TASK GOAL:
In the abstract below, roughly what share of TCR-α(-/-) mice spontaneously developed IBD?

TEXT SHOWN:
------------------------

Alteration of interleukin 4 production results in the inhibition of T helper type 2 cell-dominated inflammatory bowel disease in T cell receptor α chain-deficient mice

Abstract

T cell receptor α chain-deficient (TCR-α(-/-) mice are known to spontaneously develop inflammatory bowel disease (IBD). The colitis that develops in these mice is associated with increased numbers of T helper cell (Th)2-type CD4+TCR-ββ (CD4+ββ) T cells producing predominantly interleukin (IL)-4. To investigate the role of these Th2-type CD4+ββ T cells, we treated TCR-α(-/-) mice with anti-IL-4 monoclonal antibody (mAb). Approximately 60% of TCR-α(-/-) mice, including those treated with mock Ab and those left untreated, spontaneously developed IBD. However, anti-IL-4 mAb-treated mice exhibited no clinical or histological signs of IBD, and their levels of mucosal and systemic Ab responses were lower than those of mock Ab-treated mice. Although TCR-α(-/-) mice treated with either specific or mock Ab developed CD4+ββ T cells, only those treated with anti-IL-4 mAb showed a decrease in Th2-type cytokine production at the level of mRNA and protein and an increase in interferon γ-specific expression. These findings suggest that IL-4-producing Th2-type CD4+ββ T cells play a major immunopathological role in the induction of IBD in TCR-α(-/-) mice, a role that anti-IL-4 mAb inhibits by causing Th2-type CD4+ββ T cells to shift to the Th1 type.

------------------------

MATERIAL SHOWN:
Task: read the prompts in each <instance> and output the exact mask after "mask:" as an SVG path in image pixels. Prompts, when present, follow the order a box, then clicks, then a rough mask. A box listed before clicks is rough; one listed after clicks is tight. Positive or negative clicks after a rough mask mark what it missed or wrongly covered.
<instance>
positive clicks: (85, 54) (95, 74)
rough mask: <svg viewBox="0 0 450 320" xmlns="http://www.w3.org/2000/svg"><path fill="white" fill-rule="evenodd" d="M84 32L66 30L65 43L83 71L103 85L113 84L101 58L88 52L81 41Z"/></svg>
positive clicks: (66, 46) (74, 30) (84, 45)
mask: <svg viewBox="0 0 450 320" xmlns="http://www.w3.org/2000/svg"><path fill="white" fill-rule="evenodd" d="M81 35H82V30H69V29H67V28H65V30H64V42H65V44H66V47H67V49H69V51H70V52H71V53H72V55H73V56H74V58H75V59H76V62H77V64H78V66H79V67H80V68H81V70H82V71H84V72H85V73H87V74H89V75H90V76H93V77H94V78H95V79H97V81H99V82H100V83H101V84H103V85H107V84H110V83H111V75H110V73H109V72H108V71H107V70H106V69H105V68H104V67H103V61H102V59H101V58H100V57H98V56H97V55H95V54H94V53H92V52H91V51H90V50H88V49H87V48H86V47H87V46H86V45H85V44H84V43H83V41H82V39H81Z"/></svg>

------------------------

ANSWER BOX:
Approximately 60%